| Goal |
Rewrite the material below, replacing "sketch board" with "drawing board" and leaving everything else unchanged.

Object detection data
____________________

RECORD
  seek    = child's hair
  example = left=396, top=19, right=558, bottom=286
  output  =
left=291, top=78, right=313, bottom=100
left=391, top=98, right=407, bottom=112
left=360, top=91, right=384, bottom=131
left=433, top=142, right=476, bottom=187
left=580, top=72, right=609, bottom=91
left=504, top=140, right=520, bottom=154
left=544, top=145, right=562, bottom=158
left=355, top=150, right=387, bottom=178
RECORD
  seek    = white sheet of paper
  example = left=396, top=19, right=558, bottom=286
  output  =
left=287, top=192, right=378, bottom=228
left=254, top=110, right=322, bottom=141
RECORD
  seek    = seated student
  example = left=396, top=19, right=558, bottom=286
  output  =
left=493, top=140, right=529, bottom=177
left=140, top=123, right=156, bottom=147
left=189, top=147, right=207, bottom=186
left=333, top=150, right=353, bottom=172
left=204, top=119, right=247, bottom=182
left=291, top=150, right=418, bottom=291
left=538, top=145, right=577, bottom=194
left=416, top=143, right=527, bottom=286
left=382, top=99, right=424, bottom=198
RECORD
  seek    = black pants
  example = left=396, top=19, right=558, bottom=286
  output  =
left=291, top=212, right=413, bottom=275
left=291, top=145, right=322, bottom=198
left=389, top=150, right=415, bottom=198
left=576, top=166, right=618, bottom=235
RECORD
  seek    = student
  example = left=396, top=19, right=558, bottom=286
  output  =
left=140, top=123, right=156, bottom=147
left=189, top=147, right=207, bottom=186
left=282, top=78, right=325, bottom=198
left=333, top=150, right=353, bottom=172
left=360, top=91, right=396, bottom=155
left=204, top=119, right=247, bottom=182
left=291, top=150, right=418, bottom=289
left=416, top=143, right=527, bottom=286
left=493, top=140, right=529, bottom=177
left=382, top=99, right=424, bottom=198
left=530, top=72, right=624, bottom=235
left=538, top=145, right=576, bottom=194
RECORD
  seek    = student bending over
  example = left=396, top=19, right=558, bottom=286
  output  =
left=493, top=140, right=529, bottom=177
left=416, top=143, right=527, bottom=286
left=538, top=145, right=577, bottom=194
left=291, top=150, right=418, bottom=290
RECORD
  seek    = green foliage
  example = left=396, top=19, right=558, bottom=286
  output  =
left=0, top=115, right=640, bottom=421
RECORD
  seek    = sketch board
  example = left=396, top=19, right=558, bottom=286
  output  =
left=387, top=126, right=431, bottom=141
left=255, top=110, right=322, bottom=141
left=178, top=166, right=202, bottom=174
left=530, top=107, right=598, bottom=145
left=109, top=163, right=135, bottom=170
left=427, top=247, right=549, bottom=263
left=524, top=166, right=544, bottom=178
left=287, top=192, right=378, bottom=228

____________________

| The solution |
RECORD
  seek    = child's hair
  example = left=396, top=19, right=558, bottom=286
  output  =
left=291, top=78, right=313, bottom=100
left=391, top=98, right=407, bottom=112
left=360, top=91, right=384, bottom=131
left=433, top=142, right=476, bottom=187
left=580, top=72, right=609, bottom=91
left=504, top=140, right=520, bottom=154
left=544, top=145, right=562, bottom=158
left=355, top=150, right=387, bottom=178
RECORD
  seek    = white sheet of paper
  example = left=396, top=19, right=558, bottom=286
  output  =
left=287, top=192, right=378, bottom=228
left=254, top=110, right=322, bottom=141
RECORD
  seek    = seated student
  example = left=396, top=19, right=558, bottom=286
  output  =
left=493, top=140, right=529, bottom=177
left=140, top=123, right=156, bottom=147
left=189, top=147, right=207, bottom=186
left=333, top=150, right=353, bottom=172
left=204, top=119, right=247, bottom=182
left=291, top=150, right=418, bottom=291
left=538, top=145, right=577, bottom=194
left=416, top=143, right=527, bottom=286
left=382, top=99, right=424, bottom=198
RECORD
  seek    = black pants
  example = left=396, top=19, right=558, bottom=286
  output  =
left=291, top=212, right=413, bottom=275
left=291, top=145, right=322, bottom=198
left=389, top=150, right=415, bottom=198
left=576, top=166, right=618, bottom=235
RECORD
  seek    = student
  example = left=396, top=19, right=558, bottom=286
  output  =
left=140, top=123, right=156, bottom=147
left=189, top=147, right=207, bottom=186
left=282, top=78, right=325, bottom=198
left=333, top=150, right=353, bottom=172
left=360, top=91, right=396, bottom=155
left=204, top=119, right=247, bottom=182
left=291, top=150, right=418, bottom=289
left=416, top=143, right=527, bottom=286
left=493, top=140, right=529, bottom=177
left=382, top=99, right=424, bottom=198
left=530, top=72, right=624, bottom=235
left=538, top=145, right=576, bottom=194
RECORD
  seek    = student bending over
  example = left=396, top=19, right=558, bottom=286
  output  =
left=493, top=140, right=529, bottom=177
left=416, top=143, right=527, bottom=286
left=538, top=145, right=577, bottom=194
left=291, top=150, right=418, bottom=290
RECORD
  seek    = green foliage
  example = left=396, top=19, right=558, bottom=286
  output  =
left=0, top=115, right=640, bottom=421
RECORD
  seek    = drawing board
  example = left=396, top=19, right=558, bottom=286
  output  =
left=387, top=126, right=431, bottom=141
left=255, top=110, right=322, bottom=141
left=178, top=166, right=202, bottom=174
left=530, top=107, right=598, bottom=145
left=109, top=163, right=135, bottom=170
left=427, top=247, right=549, bottom=263
left=524, top=166, right=544, bottom=178
left=287, top=192, right=378, bottom=228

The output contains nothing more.